## TASK DIRECTIONS
Pick out every line in the records below that contains the word "drop", and copy each of those lines.

☆ ☆ ☆

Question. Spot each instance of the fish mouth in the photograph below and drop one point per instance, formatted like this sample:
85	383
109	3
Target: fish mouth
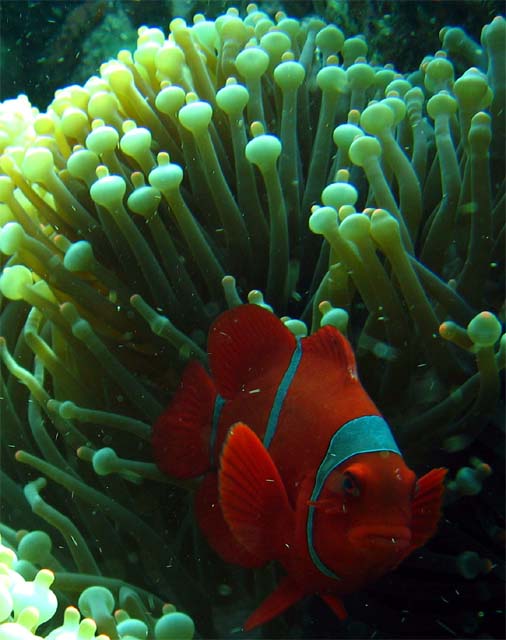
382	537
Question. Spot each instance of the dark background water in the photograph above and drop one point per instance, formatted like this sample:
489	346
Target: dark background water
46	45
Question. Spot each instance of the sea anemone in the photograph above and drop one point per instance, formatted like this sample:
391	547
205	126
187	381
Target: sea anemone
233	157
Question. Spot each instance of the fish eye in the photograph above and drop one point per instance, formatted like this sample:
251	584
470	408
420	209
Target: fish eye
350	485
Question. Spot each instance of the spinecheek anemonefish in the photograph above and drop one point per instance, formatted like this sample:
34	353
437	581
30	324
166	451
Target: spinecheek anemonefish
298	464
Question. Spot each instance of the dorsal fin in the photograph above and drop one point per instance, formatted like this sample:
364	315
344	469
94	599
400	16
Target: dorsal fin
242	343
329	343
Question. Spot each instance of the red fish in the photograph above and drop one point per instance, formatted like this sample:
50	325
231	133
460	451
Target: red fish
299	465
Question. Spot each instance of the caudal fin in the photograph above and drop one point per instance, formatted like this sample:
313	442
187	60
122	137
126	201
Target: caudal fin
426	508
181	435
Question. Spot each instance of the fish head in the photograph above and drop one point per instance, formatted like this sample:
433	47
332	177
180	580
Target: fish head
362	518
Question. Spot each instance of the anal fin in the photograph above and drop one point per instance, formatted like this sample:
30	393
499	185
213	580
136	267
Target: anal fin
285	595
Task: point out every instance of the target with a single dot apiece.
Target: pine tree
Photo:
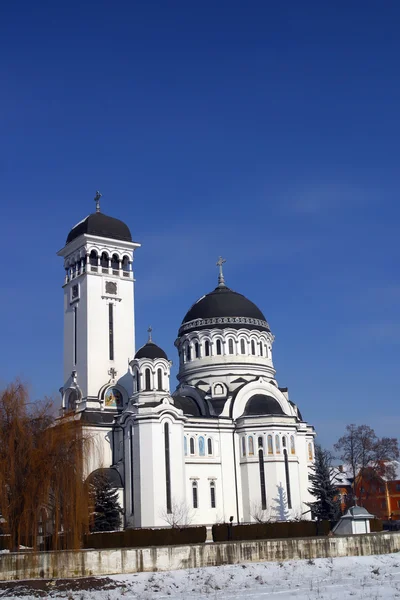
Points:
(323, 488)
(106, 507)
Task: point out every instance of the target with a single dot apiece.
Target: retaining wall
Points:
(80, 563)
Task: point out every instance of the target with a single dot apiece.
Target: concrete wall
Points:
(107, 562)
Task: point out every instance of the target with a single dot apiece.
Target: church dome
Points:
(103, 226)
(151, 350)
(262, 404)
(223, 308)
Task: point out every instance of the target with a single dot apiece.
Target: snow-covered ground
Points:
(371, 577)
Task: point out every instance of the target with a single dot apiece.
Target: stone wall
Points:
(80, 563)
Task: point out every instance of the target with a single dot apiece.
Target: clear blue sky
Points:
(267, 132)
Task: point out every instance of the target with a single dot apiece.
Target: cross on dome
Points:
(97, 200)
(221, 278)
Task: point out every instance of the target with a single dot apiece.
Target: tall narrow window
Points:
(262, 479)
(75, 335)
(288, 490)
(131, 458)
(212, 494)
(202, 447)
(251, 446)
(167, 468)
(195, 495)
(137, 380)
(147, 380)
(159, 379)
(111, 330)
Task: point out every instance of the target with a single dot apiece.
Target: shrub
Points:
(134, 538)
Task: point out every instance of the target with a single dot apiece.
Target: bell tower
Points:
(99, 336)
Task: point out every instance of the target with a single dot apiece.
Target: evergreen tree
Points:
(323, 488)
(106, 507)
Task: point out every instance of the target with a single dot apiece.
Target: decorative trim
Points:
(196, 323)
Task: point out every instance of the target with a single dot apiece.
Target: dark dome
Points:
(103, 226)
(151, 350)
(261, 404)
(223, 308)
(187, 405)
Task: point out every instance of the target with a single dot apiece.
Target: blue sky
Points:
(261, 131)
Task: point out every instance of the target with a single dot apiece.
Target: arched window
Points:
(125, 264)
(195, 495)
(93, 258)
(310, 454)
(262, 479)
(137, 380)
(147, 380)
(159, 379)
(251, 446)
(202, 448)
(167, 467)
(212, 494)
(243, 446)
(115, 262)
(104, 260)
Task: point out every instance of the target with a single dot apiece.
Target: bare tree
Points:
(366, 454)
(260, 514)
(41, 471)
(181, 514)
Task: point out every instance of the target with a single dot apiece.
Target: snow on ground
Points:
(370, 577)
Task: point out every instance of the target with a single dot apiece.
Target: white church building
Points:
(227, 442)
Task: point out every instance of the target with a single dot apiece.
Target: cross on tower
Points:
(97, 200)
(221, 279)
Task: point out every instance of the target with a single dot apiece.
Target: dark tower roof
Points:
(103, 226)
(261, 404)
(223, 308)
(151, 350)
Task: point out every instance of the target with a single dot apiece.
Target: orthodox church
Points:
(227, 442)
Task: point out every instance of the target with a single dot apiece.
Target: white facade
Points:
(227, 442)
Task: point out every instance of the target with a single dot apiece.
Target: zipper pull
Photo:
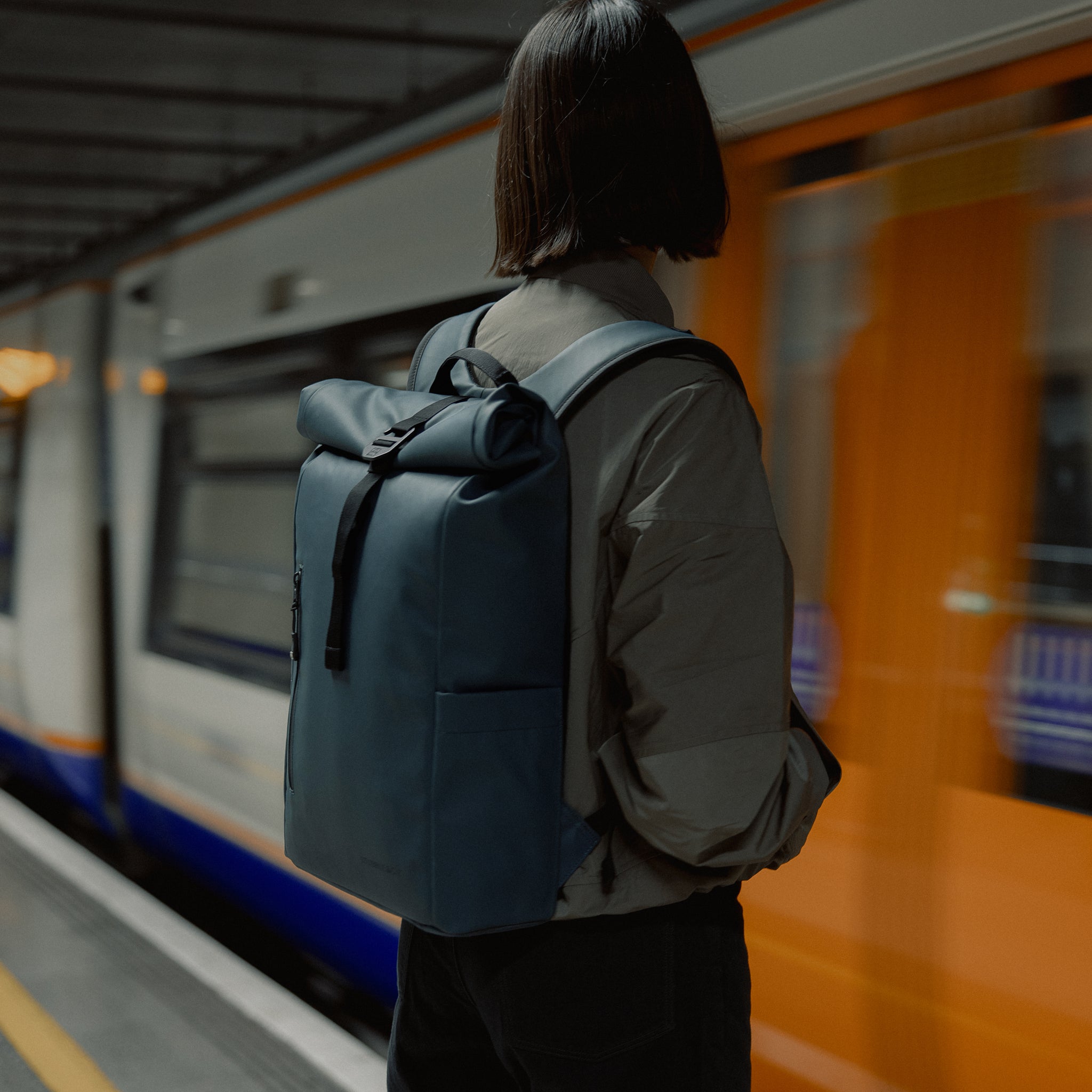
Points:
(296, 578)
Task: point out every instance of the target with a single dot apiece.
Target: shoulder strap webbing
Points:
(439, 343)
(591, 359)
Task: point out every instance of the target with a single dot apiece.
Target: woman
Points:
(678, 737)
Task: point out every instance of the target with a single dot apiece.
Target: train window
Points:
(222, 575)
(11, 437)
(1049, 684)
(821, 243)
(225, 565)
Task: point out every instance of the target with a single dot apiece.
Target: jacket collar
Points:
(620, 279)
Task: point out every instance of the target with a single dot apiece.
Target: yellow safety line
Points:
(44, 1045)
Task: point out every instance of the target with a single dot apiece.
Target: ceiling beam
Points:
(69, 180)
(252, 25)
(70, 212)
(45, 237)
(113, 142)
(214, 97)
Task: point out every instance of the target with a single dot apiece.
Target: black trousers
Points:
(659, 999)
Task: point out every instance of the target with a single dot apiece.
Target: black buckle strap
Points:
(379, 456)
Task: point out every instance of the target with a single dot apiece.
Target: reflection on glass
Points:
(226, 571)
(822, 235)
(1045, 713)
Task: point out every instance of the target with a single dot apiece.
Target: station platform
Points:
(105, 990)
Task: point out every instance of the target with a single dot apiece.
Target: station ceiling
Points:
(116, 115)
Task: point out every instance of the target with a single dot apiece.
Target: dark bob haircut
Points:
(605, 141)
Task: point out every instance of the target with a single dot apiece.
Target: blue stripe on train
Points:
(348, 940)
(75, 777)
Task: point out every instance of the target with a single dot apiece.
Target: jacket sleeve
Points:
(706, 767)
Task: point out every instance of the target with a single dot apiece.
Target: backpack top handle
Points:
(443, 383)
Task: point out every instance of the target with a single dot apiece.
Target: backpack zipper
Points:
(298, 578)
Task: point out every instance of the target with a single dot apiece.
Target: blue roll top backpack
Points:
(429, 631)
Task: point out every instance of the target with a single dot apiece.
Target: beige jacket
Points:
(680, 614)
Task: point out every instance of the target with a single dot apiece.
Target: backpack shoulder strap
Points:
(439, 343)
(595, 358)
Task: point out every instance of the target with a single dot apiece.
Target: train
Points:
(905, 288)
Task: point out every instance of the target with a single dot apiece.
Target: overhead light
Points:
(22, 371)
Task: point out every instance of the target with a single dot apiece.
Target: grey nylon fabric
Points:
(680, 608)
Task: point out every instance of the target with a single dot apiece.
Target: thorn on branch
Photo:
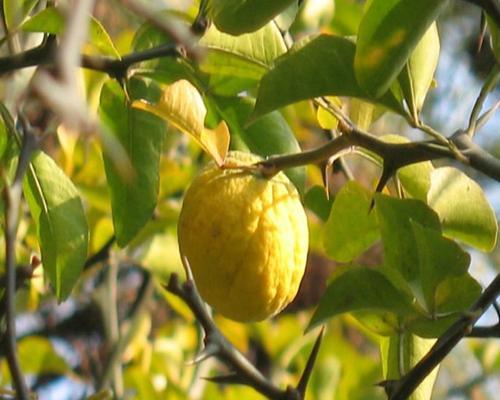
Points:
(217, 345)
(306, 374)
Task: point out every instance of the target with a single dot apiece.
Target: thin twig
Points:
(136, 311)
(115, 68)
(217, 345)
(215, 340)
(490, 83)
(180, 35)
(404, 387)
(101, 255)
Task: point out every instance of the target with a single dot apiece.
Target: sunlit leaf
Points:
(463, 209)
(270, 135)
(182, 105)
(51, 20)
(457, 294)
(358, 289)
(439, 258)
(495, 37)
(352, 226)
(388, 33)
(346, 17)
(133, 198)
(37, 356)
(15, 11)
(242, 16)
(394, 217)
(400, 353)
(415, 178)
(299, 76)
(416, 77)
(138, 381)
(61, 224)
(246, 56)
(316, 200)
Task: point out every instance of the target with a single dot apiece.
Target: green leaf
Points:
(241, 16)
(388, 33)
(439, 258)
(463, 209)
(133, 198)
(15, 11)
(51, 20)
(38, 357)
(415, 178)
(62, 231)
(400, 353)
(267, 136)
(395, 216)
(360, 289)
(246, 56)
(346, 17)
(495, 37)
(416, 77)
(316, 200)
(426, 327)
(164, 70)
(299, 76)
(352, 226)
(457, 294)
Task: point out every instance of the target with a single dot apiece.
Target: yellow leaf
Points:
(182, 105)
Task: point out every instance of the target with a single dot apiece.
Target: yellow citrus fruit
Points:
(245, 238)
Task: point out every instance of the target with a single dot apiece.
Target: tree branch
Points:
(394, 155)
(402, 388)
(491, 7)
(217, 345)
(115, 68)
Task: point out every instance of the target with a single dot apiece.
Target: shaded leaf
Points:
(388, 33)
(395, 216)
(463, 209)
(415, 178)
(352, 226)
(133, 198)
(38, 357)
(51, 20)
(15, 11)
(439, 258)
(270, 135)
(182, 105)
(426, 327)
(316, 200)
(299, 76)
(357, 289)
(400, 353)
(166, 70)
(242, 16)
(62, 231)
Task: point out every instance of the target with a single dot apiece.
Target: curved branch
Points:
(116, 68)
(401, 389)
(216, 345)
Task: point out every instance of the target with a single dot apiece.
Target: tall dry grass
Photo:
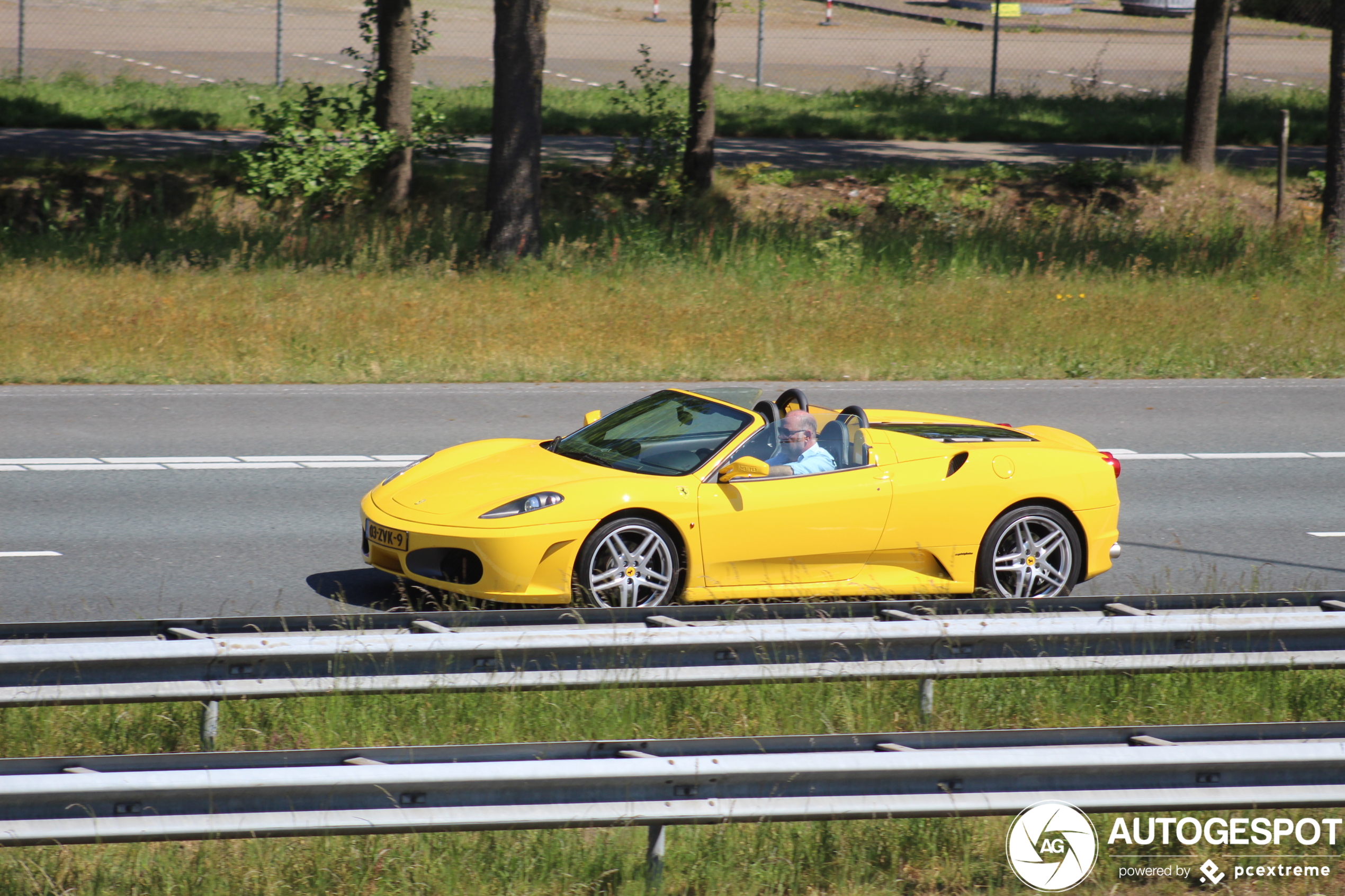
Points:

☆ ☆ ☆

## WRITTEN ANSWER
Question. Spot each instance of the fish mouth in the photograph below and drop one point per instance, formatted like this sample:
Question. Spot each instance of the dark background water in the photograph above and drop one point per instance, formatted like this sample:
Question. Spot each instance of the sea anemone in the photograph above and drop one point per instance, formatted like this sample:
Question. Spot each instance of the fish eye in the photograph above and drop one point per instance, formatted like this sample:
Question. Spot each instance of the spinecheek anemonefish in the photograph above and drop one point per instance, formatted like this sample:
Question. Spot each instance of the dorsal fin in the photograph above and drop one point per instance, formatted like this sample:
Question. Spot each instance of the red fish in the photograph above and drop one point per instance, formatted like this sample:
Question. Spot each instance of the caudal fin in the photograph above and drop one point per instance, formatted like this sample:
Question. Spot each instance of the fish head in the photograph above and drop one point per instance, formatted like this sample:
Question. Spot each instance of the anal fin in the photograph above and drop one point per instance, formatted like this sample:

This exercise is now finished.